> **Requirement**:
Could you extract every line of text from the material below, word for word, and leave the pictures out?

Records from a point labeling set
----

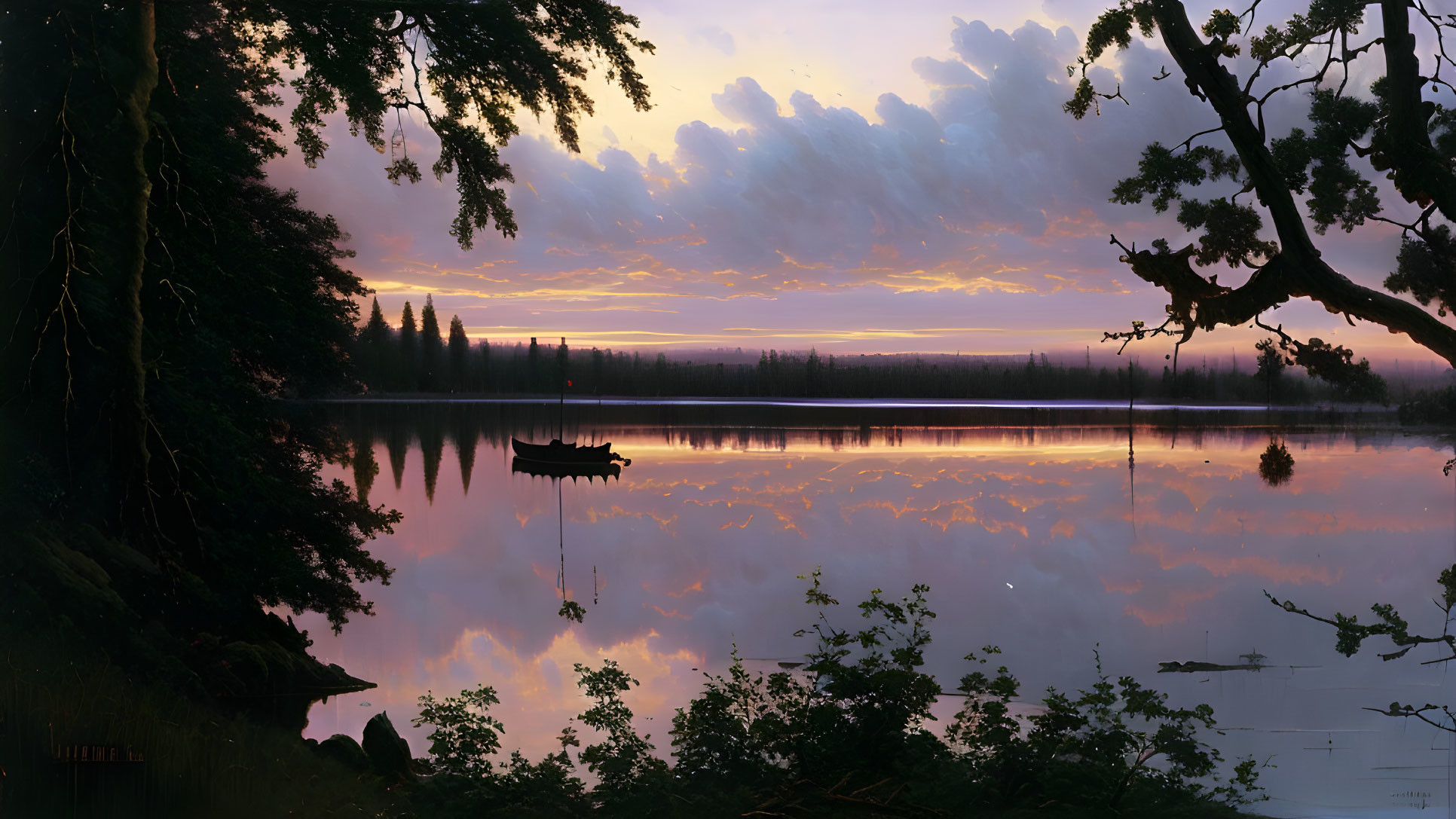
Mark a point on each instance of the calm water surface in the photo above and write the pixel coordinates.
(1046, 540)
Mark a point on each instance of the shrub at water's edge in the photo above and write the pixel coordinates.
(845, 735)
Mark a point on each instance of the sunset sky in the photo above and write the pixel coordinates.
(852, 176)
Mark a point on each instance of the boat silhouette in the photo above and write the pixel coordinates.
(561, 453)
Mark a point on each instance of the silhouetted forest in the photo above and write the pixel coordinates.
(415, 358)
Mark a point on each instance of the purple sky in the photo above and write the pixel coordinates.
(849, 176)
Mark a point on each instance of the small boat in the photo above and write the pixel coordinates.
(559, 453)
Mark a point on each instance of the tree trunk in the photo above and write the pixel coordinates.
(78, 84)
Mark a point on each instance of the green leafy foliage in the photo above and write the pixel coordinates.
(1231, 233)
(1162, 173)
(849, 732)
(1318, 160)
(482, 63)
(465, 735)
(1426, 268)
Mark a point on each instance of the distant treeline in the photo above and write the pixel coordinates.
(418, 359)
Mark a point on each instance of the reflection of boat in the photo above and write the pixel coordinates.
(559, 453)
(548, 469)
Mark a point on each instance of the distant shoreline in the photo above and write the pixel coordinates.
(852, 403)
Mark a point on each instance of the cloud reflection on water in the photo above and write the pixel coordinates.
(1027, 537)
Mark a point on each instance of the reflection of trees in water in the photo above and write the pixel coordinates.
(1276, 464)
(465, 426)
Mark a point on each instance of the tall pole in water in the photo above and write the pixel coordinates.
(561, 408)
(561, 542)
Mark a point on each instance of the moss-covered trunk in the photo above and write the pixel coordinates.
(76, 82)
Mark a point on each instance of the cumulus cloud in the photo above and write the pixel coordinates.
(962, 195)
(990, 188)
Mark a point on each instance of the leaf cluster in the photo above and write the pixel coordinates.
(466, 67)
(849, 732)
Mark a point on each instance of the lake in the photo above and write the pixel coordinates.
(1051, 531)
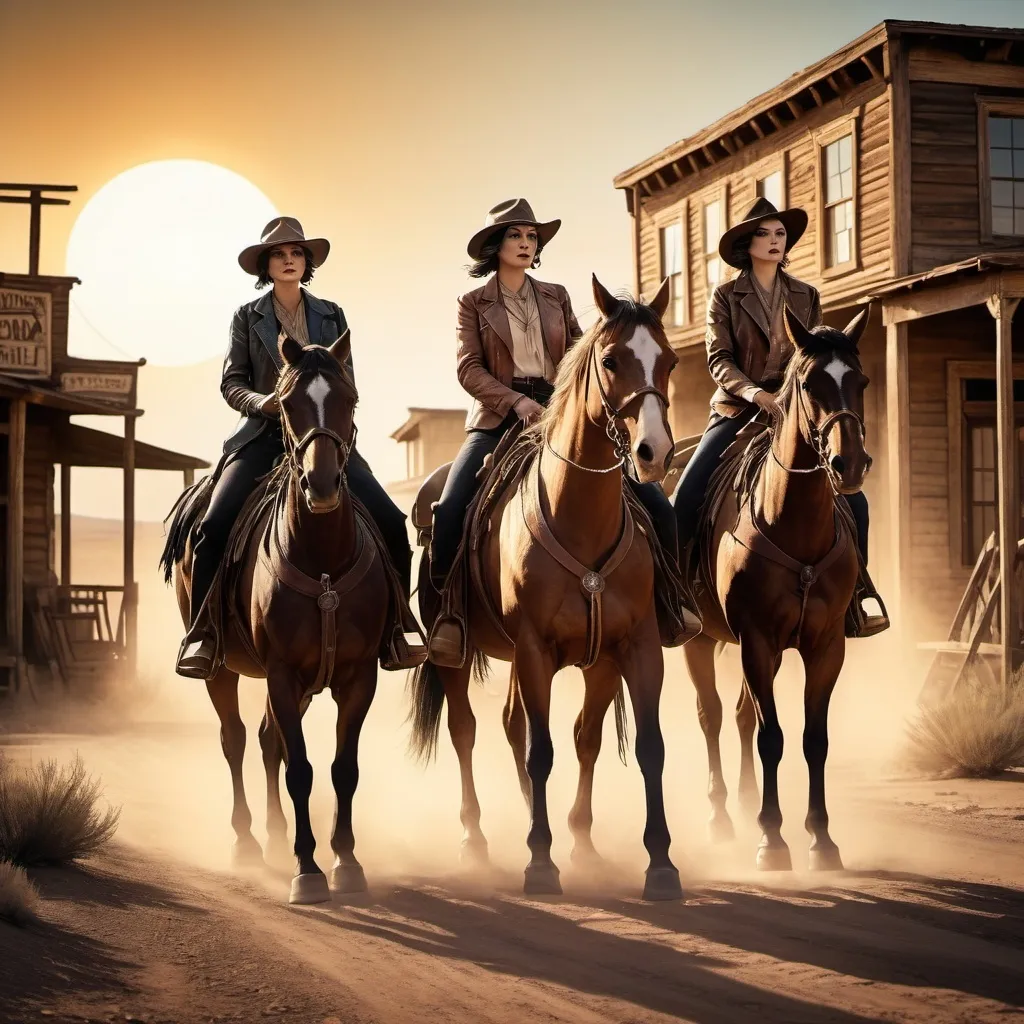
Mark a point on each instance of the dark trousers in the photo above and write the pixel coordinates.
(692, 487)
(237, 481)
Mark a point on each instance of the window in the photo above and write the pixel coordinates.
(1006, 168)
(672, 267)
(770, 187)
(839, 202)
(713, 229)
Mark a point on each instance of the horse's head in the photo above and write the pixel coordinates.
(317, 403)
(632, 360)
(827, 385)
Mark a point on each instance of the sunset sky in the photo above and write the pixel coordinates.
(389, 128)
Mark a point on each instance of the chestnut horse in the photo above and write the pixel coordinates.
(315, 592)
(783, 565)
(609, 403)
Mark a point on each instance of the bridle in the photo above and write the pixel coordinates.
(613, 427)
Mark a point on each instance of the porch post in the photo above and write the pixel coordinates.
(1006, 438)
(130, 596)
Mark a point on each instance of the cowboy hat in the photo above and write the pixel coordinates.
(794, 220)
(281, 231)
(512, 211)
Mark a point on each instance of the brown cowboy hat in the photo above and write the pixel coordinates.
(512, 211)
(280, 231)
(794, 220)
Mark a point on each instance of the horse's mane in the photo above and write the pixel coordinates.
(572, 370)
(316, 359)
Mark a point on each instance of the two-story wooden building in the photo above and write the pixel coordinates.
(906, 148)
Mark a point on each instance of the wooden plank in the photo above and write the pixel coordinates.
(1003, 309)
(897, 446)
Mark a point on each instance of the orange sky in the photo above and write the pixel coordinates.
(390, 128)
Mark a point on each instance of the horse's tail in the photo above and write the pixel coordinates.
(427, 700)
(622, 724)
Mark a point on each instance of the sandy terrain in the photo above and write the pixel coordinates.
(927, 923)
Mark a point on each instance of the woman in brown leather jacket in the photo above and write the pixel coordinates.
(512, 334)
(748, 354)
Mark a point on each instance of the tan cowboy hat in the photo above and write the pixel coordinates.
(794, 220)
(280, 231)
(512, 211)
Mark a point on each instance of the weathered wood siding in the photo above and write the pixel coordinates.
(945, 223)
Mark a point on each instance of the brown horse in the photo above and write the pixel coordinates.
(783, 565)
(568, 582)
(313, 598)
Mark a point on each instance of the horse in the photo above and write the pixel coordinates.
(313, 600)
(783, 563)
(563, 578)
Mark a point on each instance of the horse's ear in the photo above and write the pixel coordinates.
(799, 336)
(291, 350)
(855, 328)
(342, 347)
(606, 302)
(660, 301)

----

> **Finished task**:
Mark a point on each instance of the calm water surface in the photo above and write the pixel coordinates.
(1046, 540)
Mark a point on each instance of the shrub at water's edge in the photo above and write the pixel coordinates.
(845, 735)
Mark a point on each instance of the sunset sky in the photo above and write the pixel coordinates.
(852, 176)
Mark a point on each instance of the boat silhouette in the photo above and write the pixel coordinates.
(561, 453)
Mark a point on each instance of the silhouetted forest in the photo above and write the pixel coordinates.
(415, 358)
Mark a point on each instance of the purple sky in the photo above and write the pixel coordinates.
(849, 176)
Mark a point on each instance of the small boat in the photo above and write the pixel coordinates.
(559, 453)
Mark a point on each instance of the tree trunk in the photo above and write the pixel coordinates.
(78, 84)
Mark a point on each instance of the green leafy foliage in the photo above and write the pixel coordinates.
(1231, 233)
(1162, 173)
(849, 732)
(1318, 160)
(482, 63)
(465, 735)
(1426, 268)
Mark a point on each instance of the distant treeline in the photo above and write the pixel coordinates.
(418, 359)
Mark a point on each instance of the reflection of boat in the photo above and write the pixel coordinates.
(559, 453)
(548, 469)
Mark a point on each instance of the distant shoreline in the photo above and write the pixel coordinates.
(852, 403)
Mark a point on each instance of the cloud reflection on water in the photo above and write the pixel coordinates.
(1027, 537)
Mark a point on each instance of the reflection of trees in water in the photo above and write the pixel coordinates.
(1276, 464)
(465, 426)
Mark a point on each instance of the tall pole in water in the photo above and write the pixel coordinates.
(561, 408)
(561, 542)
Mark a point on each instance of the moss-covered trunk in the photo above and write the pixel coordinates.
(76, 82)
Mark a point on each instance of the cumulus cloud in the photo above and write the pixel coordinates.
(962, 195)
(990, 188)
Mark a point on each instance of the leaf cluster in the photo above and write the pixel coordinates.
(466, 67)
(849, 732)
Mark a point on each instance of the lake in the photo above and write the pixel coordinates.
(1051, 531)
Mark a point on each instance of the dark trousers in the photo above and write the pixel coordinates.
(692, 487)
(237, 481)
Mark a point on each instance of the window in the photo above and write the pixel coordinates.
(1006, 168)
(672, 267)
(770, 187)
(839, 202)
(713, 229)
Mark a point on each instance of the horse's head in the photo above and write the pixel coordinates.
(317, 403)
(632, 360)
(827, 385)
Mark a point on each instance of the sunset sky in the photo above and write the pixel coordinates.
(389, 128)
Mark a point on each instance of the chestnut horse in the photo above and write the pixel coordinates.
(315, 592)
(783, 565)
(609, 403)
Mark a point on each instance of the bridle in the photo above and write the pixel coordinates.
(613, 427)
Mark a point on each instance of the porch post in the photo above and write the pixel coordinates.
(1006, 438)
(130, 596)
Mark a point on each instance of the cowboy hat in the photo above and write the pixel coordinates.
(794, 220)
(281, 231)
(512, 211)
Mark a point on each instance of the brown cowboy hat in the photo above and write the pixel coordinates.
(512, 211)
(280, 231)
(794, 220)
Mark a point on each instance of the horse's mane in the photo above and write the pixel coordinates.
(572, 370)
(316, 359)
Mark a point on each instance of the two-story wooden building in the photo above and write the pixel coordinates.
(906, 148)
Mark a point on each instance of the wooden plank in the photo above and write the pixel coordinates.
(1003, 309)
(897, 446)
Mark a point on each instance of the orange sky in the photo above and write the pixel coordinates.
(390, 128)
Mark a point on each instance of the horse's tail in the photo above and write the pixel coordinates.
(427, 700)
(622, 724)
Mark a point on each instance of the sandy terrain in the photo above and write the pixel coordinates.
(927, 923)
Mark a point on each instance of the woman in brown leather jacket in the photo above and write the pixel coordinates.
(512, 334)
(748, 354)
Mark a point on each instance of the tan cowboy hat in the photo above and write the pixel coordinates.
(794, 220)
(280, 231)
(512, 211)
Mark a point on each instance of the weathered wood siding in the photo above and write the pixel coordinates.
(945, 223)
Mark a point on each instance of the brown horse in the photo above and write the pixel coordinates.
(783, 565)
(568, 582)
(313, 598)
Mark a point on each instance of the horse in the photo above and write the pixel coordinates.
(313, 600)
(783, 563)
(563, 578)
Mark a point on each instance of the horse's ear in the photo above and write the pixel coordinates.
(799, 336)
(291, 350)
(855, 328)
(342, 347)
(606, 302)
(660, 301)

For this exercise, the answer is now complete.